# [ИСХОДНЫЙ ТЕКСТ]
--*--
Затем из туманности стали конденсироваться мельчайшие частицы. В более горячих внутренних слоях образовались зёрнышки железа, никеля и более тяжёлых элементов, подальше – кремния, ещё дальше метана, аммиака и более лёгких элементов. Эти частички падали на центральную плоскость газового диска и в конце концов образовали внутри него гигантское кольцо, подобное кольцам Сатурна, но гораздо больше них. Как и в кольцах Сатурна, внутренние частички двигались быстрее внешних, в результате чего они иногда сталкивались, слипались и превращались в небольшие камешки. Те, в свою очередь, сталкивались и слипались, образуя астероиды. На поверхность астероидов падали мелкие кусочки вещества, а в результате столкновения астероидов образовывались протопланеты – каменистые тела, окружённые плотной атмосферой из водорода и гелия.
--*--
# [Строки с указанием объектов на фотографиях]
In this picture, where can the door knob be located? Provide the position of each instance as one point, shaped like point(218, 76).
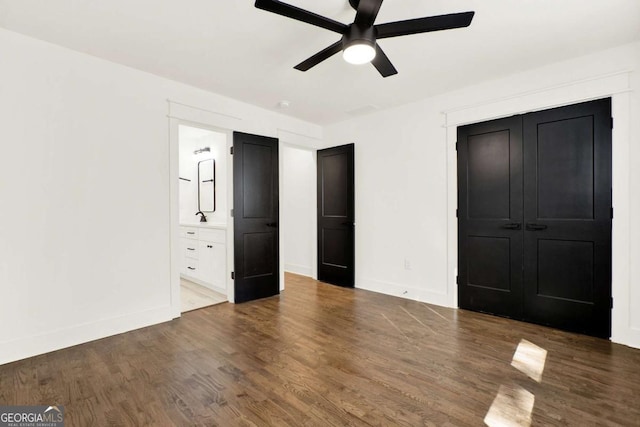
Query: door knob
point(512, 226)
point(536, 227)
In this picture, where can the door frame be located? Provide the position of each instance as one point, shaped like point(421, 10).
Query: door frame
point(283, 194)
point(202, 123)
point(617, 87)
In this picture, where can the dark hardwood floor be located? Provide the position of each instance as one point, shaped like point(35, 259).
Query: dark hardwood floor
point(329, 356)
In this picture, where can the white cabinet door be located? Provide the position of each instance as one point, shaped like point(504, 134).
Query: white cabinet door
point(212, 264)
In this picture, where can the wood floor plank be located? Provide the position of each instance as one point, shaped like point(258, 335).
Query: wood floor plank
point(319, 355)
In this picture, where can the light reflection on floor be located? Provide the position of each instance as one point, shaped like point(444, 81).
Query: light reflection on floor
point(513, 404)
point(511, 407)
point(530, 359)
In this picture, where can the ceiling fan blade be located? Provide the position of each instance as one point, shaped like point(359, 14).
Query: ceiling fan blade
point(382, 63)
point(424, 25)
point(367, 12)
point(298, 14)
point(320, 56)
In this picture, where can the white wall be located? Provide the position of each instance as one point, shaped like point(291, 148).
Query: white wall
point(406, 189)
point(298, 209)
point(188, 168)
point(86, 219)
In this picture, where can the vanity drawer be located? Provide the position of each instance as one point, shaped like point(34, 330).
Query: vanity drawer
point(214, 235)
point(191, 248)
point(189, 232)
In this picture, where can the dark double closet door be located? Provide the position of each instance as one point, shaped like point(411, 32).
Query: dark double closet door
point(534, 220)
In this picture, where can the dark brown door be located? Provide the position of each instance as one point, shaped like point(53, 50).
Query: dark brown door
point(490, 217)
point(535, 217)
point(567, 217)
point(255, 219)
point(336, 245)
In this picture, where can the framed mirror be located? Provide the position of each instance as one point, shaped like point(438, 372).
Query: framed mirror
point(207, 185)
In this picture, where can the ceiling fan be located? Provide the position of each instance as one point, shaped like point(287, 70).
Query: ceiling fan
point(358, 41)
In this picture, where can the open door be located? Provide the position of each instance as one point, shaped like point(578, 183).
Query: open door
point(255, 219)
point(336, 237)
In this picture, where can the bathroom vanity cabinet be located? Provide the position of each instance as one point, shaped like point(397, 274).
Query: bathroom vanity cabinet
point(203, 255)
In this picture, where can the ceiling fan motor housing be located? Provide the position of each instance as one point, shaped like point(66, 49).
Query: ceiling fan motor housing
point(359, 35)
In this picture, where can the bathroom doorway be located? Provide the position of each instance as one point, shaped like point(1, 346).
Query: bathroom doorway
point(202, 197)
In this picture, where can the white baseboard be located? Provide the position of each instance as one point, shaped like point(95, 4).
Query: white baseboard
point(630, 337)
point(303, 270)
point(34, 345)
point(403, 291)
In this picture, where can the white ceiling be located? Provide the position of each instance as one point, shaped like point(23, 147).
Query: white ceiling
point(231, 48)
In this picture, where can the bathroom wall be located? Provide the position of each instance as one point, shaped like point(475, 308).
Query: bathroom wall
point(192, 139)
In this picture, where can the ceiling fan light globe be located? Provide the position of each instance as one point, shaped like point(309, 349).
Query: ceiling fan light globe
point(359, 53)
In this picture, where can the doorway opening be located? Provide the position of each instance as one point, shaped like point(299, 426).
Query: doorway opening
--*--
# [ПИСЬМЕННОЕ ЗАДАНИЕ 1]
Почему, согласно тексту о рождении планет из туманности, частички в гигантском кольце иногда сталкивались друг с другом? Ответьте в одном–трёх предложениях.
# [ПИСЬМЕННОЕ ЗАДАНИЕ 2]
Какие зёрнышки, по тексту о рождении планет из туманности, образовались в более горячих внутренних слоях?
# [ПИСЬМЕННОЕ ЗАДАНИЕ 3]
Продолжите текст о рождении планет из туманности одним абзацем.

# [РЕЗУЛЬТАТ ЗАДАНИЯ 1]
Внутренние частички кольца двигались быстрее внешних, как и в кольцах Сатурна. Из-за этого они иногда сталкивались, слипались и превращались в небольшие камешки.

# [РЕЗУЛЬТАТ ЗАДАНИЯ 2]
Зёрнышки железа, никеля и более тяжёлых элементов.

# [РЕЗУЛЬТАТ ЗАДАНИЯ 3]
Теперь уже всё стало походить на нынешнюю Солнечную систему, правда, за одним исключением. Вся система была целиком погружена в огромное облако водорода и гелия. В центре протосолнца температура стала приближаться к 15 миллионам градусов. По достижении этого магического значения начались ядерные реакции и протосолнце превратилось в звезду. Мощнейшая взрывная волна сорвала газовую оболочку с ближайших планет и очистила Солнечную систему от газового тумана. Наиболее близко расположенные планеты полностью лишились своего газового покрова, обнажилась их каменистая поверхность, а более отдалённым и крупным удалось сохранить основную часть атмосферы.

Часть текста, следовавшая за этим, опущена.